§ **TEXTO PROPORCIONADO**:
⟨

Recuerdo que un compañero de mi padre me regaló, cuando yo era un chavalín, un cómic que llevaba por título El puente. En él se contaba la historia de un periodista que naufraga en una isla y descubre a una tribu que pasa su día a día sin preocupaciones. El protagonista acaba siendo designado como el jefe y decide que para mejorar la vida de los alkeanos sería fantástico construir un puente con la isla vecina. El objetivo: facilitar el comercio y aumentar la riqueza de ambas tribus.

El problema es quién construiría y cómo se pagaría el puente. Como los alkeanos son un poco vagos y se niegan a trabajar gratis, el jefe decide dar un sueldo a los que se ofrezcan. Pero claro, de este sueldo pagado en pepitas de fruta, no cae del cielo y tiene que salir de alguna parte. Así que nuestro occidental amigo decide aplicarle a toda la población un impuesto del patrimonio para pagar los materiales de construcción.

Los alkeanos, en un primer momento, no entienden nada pero ahí está nuestro periodista para explicarles que si todos ponen un poquito de lo que tienen por un bien común, también saldrán beneficiados. Acabado el puente, la tribu empieza a disponer de más renta y deciden construir una escuela para que los niños se formen, un hospital para que la gente pueda curarse de la enfermedades… Pero claro, todo eso hay que pagarlo. Así que el jefe no duda en poner más impuestos: un IVA del 10%, el de sucesión y el de la renta son los que financian estos avances sociales.

Nuestro protagonista no se forra con este sistema. Es más, nadie lo hace porque todo repercute en bienes para la sociedad. Cada uno aporta en función de la riqueza que tiene de tal manera que todos contribuyen por el bien común. Este cómic de 1985, ideado por Juan Manuel Ruigómez Iza, abogado del estado y director de los servicios de inspección de Hacienda, intentaba que los niños y niñas de esa década entendiésemos la utilidad de pagar impuestos.

Han pasado casi 40 años desde que leí ese tebeo y aún hoy recuerdo cómo se me grabó a fuego el mensaje: los impuestos son necesarios. Sin ellos no tendríamos el bienestar en el que llevamos instalados desde hace cuatro décadas. Ir a un hospital y no pagar la factura es un lujo que muy pocos países en el mundo tienen. Que la educación sea gratuíta hasta los 16 años es algo imprescindible en nuestra sociedad. Que podamos disponer de carreteras asfaltadas y puentes para ir de isla en isla de forma rápida y segura, créanme, es algo que no todos los ciudadanos del mundo pueden disfrutar.

⟩

§ **DATOS DE ENTRADA**:

⟨

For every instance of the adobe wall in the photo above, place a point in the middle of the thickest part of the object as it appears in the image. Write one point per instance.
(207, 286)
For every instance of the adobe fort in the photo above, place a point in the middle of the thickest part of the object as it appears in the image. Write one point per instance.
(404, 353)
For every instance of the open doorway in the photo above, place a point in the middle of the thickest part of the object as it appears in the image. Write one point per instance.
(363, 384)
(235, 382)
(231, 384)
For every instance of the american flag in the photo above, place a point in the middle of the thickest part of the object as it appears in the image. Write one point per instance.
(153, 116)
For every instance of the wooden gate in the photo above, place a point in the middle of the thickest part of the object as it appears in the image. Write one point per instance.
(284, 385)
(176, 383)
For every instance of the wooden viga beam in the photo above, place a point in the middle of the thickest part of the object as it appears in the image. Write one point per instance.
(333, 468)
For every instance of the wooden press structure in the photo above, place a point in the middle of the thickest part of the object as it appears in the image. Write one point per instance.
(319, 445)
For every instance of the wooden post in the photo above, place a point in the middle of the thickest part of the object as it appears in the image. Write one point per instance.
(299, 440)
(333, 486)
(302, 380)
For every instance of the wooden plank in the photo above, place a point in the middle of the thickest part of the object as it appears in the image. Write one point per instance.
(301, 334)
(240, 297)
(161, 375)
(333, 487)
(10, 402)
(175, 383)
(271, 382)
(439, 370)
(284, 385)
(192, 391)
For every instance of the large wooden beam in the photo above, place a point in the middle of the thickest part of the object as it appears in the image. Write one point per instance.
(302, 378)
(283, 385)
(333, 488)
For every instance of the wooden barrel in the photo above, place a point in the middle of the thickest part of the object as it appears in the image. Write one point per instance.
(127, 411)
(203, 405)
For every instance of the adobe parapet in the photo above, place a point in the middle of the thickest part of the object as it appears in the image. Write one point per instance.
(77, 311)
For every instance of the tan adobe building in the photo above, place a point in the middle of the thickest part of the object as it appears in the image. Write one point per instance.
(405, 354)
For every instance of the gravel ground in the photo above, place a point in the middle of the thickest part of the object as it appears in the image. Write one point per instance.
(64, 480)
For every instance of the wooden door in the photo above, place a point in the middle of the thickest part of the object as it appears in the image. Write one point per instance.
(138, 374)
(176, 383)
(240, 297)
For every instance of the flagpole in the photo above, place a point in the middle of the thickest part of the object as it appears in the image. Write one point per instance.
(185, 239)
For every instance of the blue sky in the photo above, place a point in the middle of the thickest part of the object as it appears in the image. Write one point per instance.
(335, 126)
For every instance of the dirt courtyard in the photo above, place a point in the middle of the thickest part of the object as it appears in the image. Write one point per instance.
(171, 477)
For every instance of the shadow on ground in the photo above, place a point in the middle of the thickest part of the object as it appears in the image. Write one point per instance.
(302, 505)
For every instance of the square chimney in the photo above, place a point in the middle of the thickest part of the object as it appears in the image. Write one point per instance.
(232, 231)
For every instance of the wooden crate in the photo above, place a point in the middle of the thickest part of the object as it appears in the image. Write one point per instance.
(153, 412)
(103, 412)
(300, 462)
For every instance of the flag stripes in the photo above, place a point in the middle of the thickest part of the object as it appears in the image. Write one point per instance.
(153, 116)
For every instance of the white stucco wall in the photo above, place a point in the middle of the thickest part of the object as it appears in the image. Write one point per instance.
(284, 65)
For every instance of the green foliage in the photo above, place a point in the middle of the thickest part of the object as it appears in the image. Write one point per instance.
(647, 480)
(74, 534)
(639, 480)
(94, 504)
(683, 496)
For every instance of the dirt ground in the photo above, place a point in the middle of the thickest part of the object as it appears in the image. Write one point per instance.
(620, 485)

⟩

§ **QUÉ SE PIDE**:
Escribe lo que sigue al texto sobre el cómic El puente y la utilidad de los impuestos, comenzando después de su última oración.

§ **RESPUESTA**:
El problema llega cuando la aportación impositiva se convierte en una forma de esquilmar al ciudadano con una renta media. Cuando subir impuestos es el único y último recurso para todo. Cuando se paga por lo ya pagado hasta dejar seco al contribuyente. Cuando parte del dinero se va a chiringuitos, subvenciones difícilmente justificables, obras públicas innecesarias o, simplemente, se pierden por la alcantarilla del dinero que no es de nadie.

El puente debería tener una segunda parte, actualizada. Con los alkeanos convertidos ahora en ciudadanos occidentalizados ya y pagando pepitas por casi respirar: una pepita por encender el fuego, una pepita por arar la tierra, una pepita por vender al vecino, una pepita por comprar al vecino, una pepita por cruzar el puente, una pepita por pagar las anteriores pepitas... Y verían, incrédulos, cómo al lado del viejo puente hay ahora un teleférico que les costó millones de pepitas pero que jamás entró en funcionamiento. También tendrían que asistir, boquiabiertos, a cómo el jefe se habría traído a todos sus amigos de Occidente y habrían montado una jefatura de isla, trece subjefaturas, unos 25 departamentos interterritoriales con sus sedes y trabajadores públicos (pagado, todo ello, a base de las pepitas que ponen entre todos, claro está).

Lo que se preguntaría el alkeano medio es hasta qué punto le sale a cuenta seguir siendo productivo si, a cambio de un hospital, un cole y un puente desgastado, tiene que costear centenares de cosas prescindibles. A más de uno le entrarán ganas de volar el puente, otros se conformarán con levantar los hombros y resoplar. Aunque lo más efectivo sería quedarse con lo bueno del asunto y mandar al jefe de vuelta a Occidente.